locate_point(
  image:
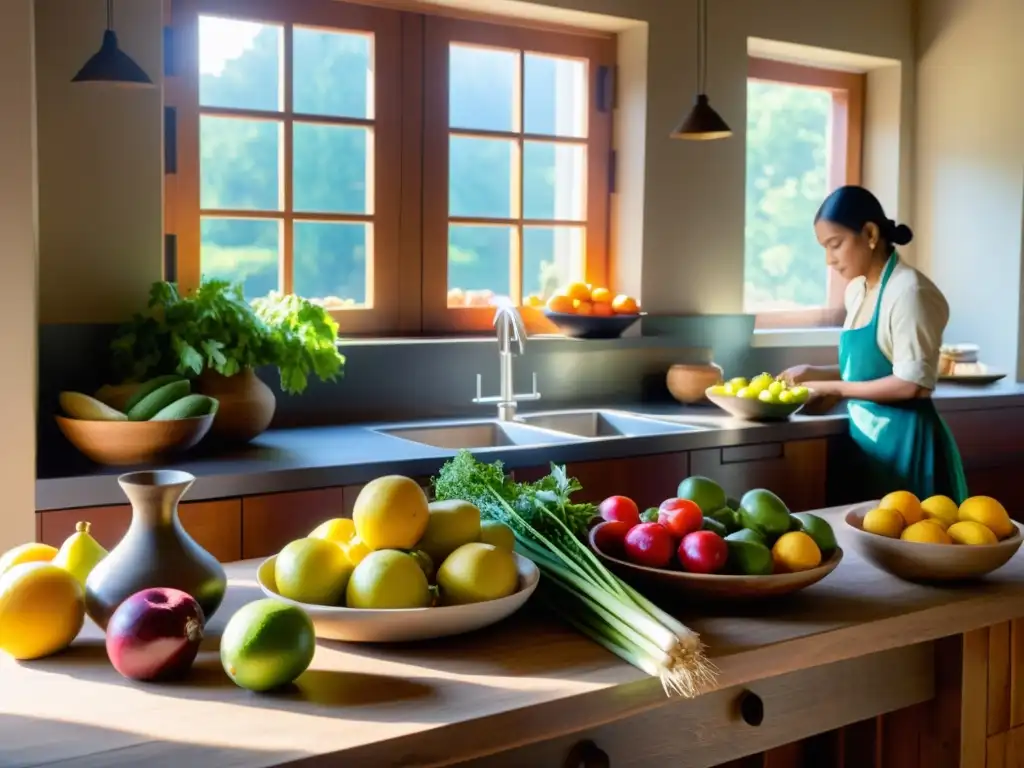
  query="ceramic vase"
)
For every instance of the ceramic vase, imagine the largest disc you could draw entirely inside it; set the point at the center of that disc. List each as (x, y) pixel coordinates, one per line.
(247, 404)
(157, 551)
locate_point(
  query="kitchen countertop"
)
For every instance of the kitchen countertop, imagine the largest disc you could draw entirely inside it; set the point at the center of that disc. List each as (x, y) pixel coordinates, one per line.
(321, 457)
(525, 680)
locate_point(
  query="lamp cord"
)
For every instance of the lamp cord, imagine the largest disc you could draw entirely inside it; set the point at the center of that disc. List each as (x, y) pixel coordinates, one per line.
(701, 46)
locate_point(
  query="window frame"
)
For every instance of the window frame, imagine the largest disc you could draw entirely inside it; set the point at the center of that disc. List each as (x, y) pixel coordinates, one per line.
————————
Repeat the rows above word for word, all of them, but leave out the picture.

locate_point(
  image:
  query="ceramic vase"
)
For every instance of the ceramic vase, imagine the largest disc you could draw entirely inside it; set the point at the center of that disc. List each as (x, y) pixel coordinates, one per line.
(247, 404)
(157, 551)
locate_point(
  query="kitchen countertop"
)
For every instance of the kitchen countertop, imagine the largest disc you could draw entirely inside it; set the point at the center of that disc. List each as (x, y) pixel coordinates, one per line.
(321, 457)
(525, 680)
locate_point(
  query="lamp cord"
)
For every instance of the lamp cord, imagine the largest disc you could draw entirely inside it; set the point at the center of that disc. List each as (x, y) pixel coordinates, one per line.
(701, 46)
locate_point(
  query="window frame"
)
For every instance of the window frame, imagine the largest disc you could draw entirely inside it; set the point at the center of that disc. List each as (x, y) pixel coordinates, one per line.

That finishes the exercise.